Entries supplied
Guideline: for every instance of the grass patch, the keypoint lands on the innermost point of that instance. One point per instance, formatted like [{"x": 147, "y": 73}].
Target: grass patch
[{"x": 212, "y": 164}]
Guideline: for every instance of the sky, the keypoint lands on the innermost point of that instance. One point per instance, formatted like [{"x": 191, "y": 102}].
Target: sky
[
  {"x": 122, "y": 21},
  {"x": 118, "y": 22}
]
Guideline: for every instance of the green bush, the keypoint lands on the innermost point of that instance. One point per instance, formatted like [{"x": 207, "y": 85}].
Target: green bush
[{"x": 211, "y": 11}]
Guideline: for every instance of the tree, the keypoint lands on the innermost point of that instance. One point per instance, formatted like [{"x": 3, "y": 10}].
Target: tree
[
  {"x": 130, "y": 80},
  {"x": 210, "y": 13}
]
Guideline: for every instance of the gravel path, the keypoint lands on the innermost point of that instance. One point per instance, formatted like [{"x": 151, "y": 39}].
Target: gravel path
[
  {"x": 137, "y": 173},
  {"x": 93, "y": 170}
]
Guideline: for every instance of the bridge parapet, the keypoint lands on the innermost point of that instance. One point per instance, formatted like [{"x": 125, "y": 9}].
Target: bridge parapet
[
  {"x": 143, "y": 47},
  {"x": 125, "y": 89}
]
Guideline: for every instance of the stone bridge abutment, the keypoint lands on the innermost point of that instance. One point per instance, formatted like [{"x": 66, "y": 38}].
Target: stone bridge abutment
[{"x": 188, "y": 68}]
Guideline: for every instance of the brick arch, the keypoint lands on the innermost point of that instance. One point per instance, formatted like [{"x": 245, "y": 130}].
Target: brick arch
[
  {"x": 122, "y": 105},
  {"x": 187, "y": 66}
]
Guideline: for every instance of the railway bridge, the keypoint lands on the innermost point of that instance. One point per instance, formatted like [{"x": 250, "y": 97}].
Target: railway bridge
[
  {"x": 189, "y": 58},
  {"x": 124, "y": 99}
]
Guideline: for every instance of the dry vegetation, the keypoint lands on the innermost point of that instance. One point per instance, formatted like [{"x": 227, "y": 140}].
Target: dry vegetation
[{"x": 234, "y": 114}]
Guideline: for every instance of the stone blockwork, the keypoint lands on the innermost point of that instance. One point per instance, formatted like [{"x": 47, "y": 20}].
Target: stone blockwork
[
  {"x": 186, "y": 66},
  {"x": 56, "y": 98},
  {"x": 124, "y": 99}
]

Requirements
Could you reproduce, character for character, the lines starting at the one containing "Guideline: for every instance of the stone blockwork, the" and ending with the final line of the rows above?

The answer
Guideline: for every instance of the stone blockwork, the keypoint lands on the innermost point of that instance. One point per instance, formatted like [{"x": 47, "y": 20}].
Target: stone blockwork
[
  {"x": 186, "y": 66},
  {"x": 56, "y": 98},
  {"x": 124, "y": 99}
]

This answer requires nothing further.